> **EXERCISE BRIEF**
The full set of records needs to be retyped exactly.

Dataset entries
-- Opening Marker --

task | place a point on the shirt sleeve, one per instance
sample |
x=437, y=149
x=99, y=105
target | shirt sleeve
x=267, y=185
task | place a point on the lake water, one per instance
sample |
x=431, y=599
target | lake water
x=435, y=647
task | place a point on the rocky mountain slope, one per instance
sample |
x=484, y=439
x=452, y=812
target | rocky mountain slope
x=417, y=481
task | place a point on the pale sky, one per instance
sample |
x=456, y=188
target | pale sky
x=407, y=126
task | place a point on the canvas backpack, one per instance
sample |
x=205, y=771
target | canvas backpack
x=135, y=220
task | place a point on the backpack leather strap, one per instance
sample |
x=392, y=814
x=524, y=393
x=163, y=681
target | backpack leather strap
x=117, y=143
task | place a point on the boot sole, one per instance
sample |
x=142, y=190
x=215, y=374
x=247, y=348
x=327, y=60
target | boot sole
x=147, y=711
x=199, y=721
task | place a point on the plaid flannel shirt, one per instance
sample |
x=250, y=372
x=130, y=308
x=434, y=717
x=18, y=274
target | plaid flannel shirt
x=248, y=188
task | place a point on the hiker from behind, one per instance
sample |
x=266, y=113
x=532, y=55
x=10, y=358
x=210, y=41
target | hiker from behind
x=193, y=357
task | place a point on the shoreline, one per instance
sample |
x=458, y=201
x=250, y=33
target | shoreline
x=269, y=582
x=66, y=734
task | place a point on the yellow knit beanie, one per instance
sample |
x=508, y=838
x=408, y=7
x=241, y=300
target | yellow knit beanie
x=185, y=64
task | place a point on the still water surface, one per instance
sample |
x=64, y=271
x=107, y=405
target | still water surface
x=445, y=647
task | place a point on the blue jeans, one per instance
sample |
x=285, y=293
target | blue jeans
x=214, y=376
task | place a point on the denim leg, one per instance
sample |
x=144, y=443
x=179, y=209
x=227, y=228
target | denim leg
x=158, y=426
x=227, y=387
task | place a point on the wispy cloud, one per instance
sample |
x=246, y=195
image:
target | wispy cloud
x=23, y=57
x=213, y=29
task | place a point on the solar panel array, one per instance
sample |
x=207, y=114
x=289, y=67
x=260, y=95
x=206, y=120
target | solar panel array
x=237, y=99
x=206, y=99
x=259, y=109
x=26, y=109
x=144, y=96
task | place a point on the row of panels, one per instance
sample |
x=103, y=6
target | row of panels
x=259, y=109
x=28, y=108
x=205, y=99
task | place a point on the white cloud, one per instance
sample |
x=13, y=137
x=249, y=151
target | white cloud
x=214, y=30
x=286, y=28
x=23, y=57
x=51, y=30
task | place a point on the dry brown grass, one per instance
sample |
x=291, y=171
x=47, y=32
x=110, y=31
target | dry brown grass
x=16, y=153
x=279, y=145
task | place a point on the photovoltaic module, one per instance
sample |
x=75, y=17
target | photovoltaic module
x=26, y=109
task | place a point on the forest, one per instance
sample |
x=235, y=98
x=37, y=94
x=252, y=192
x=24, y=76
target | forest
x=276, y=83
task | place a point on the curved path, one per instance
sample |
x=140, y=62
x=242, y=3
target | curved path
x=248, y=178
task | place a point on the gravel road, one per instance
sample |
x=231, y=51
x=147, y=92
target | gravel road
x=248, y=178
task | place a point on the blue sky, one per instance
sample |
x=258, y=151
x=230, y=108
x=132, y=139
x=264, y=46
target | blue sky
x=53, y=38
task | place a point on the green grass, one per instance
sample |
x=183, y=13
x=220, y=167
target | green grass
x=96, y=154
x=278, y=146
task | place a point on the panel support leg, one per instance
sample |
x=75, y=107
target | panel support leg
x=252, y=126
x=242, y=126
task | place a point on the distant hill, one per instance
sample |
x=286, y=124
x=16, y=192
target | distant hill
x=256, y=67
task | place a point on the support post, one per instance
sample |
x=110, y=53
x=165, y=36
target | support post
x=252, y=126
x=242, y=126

-- Closing Marker --

> **TASK OUTPUT**
task | place a point on the shirt sleeve, one per instance
sample |
x=437, y=149
x=99, y=105
target | shirt sleeve
x=267, y=185
task | place a point on the lake water, one per instance
sample |
x=431, y=599
target | lake water
x=435, y=647
task | place a point on the rocky mountain slope, one per instance
sample |
x=484, y=439
x=452, y=812
target | rocky mountain slope
x=417, y=481
task | place a point on the pale sky, one per instance
sample |
x=456, y=188
target | pale sky
x=407, y=126
task | place a point on the canvas backpack, one per instance
sample |
x=205, y=771
target | canvas backpack
x=135, y=220
task | place a point on the backpack leather strap, one per instance
sample |
x=392, y=814
x=524, y=393
x=163, y=681
target | backpack leather strap
x=117, y=143
task | place a point on the boot sole, one per instance
sample |
x=142, y=190
x=215, y=374
x=247, y=348
x=327, y=60
target | boot sole
x=147, y=711
x=199, y=721
task | place a point on the plaid flannel shirt, one per instance
sample |
x=250, y=372
x=130, y=308
x=434, y=717
x=18, y=274
target | plaid flannel shirt
x=248, y=188
task | place a point on the hiker from behind, one per instance
sample |
x=266, y=113
x=532, y=55
x=10, y=358
x=210, y=41
target | hiker from behind
x=193, y=357
task | place a point on the shoreline, one per instance
sample |
x=458, y=201
x=250, y=33
target | shoreline
x=269, y=582
x=66, y=734
task | place a point on the yellow knit beanie, one per instance
sample |
x=508, y=838
x=408, y=7
x=241, y=300
target | yellow knit beanie
x=185, y=64
task | place a point on the still water surface, one per instance
sample |
x=64, y=271
x=107, y=405
target | still water surface
x=445, y=647
task | place a point on the blue jeans, one per instance
sample |
x=285, y=293
target | blue jeans
x=214, y=376
task | place a point on the denim leg, one per instance
sample |
x=144, y=443
x=179, y=209
x=227, y=228
target | denim leg
x=158, y=426
x=227, y=387
task | place a point on the wispy cloud, one per instance
sample |
x=246, y=195
image:
target | wispy cloud
x=23, y=57
x=213, y=29
task | place a point on the solar panel array, one per instance
sample |
x=207, y=114
x=289, y=67
x=260, y=95
x=206, y=120
target | solar panel array
x=237, y=99
x=206, y=99
x=259, y=109
x=26, y=109
x=144, y=96
task | place a point on the row of panels, one per instance
sample |
x=103, y=6
target | row of panels
x=259, y=109
x=28, y=108
x=205, y=99
task | place a point on the white cloud, one per instance
sample |
x=13, y=137
x=249, y=151
target | white cloud
x=214, y=30
x=286, y=28
x=23, y=57
x=51, y=30
task | place a point on the dry brown grass, one per instance
sample |
x=291, y=171
x=47, y=32
x=110, y=31
target | dry brown grass
x=16, y=153
x=279, y=145
task | place a point on the photovoltaic module, one per instance
sample |
x=75, y=17
target | photovoltaic module
x=26, y=109
task | place a point on the forest, one per instance
sample |
x=235, y=98
x=37, y=94
x=252, y=192
x=24, y=76
target | forest
x=276, y=83
task | place a point on the curved path, one per instance
sample |
x=140, y=62
x=242, y=3
target | curved path
x=248, y=178
task | place a point on the gravel road, one per instance
sample |
x=231, y=51
x=147, y=92
target | gravel road
x=248, y=178
task | place a point on the blue sky, one per instance
sample |
x=258, y=151
x=230, y=108
x=132, y=139
x=264, y=46
target | blue sky
x=53, y=38
task | place a point on the green grass, one per instance
sample |
x=183, y=13
x=220, y=167
target | green grass
x=96, y=154
x=278, y=146
task | place a point on the panel support leg, one per instance
sample |
x=75, y=107
target | panel support leg
x=252, y=126
x=242, y=126
task | place a point on the distant hill, one per instance
sample |
x=286, y=124
x=16, y=192
target | distant hill
x=256, y=67
task | place a point on the support post, one per instance
sample |
x=110, y=53
x=165, y=36
target | support post
x=252, y=126
x=242, y=126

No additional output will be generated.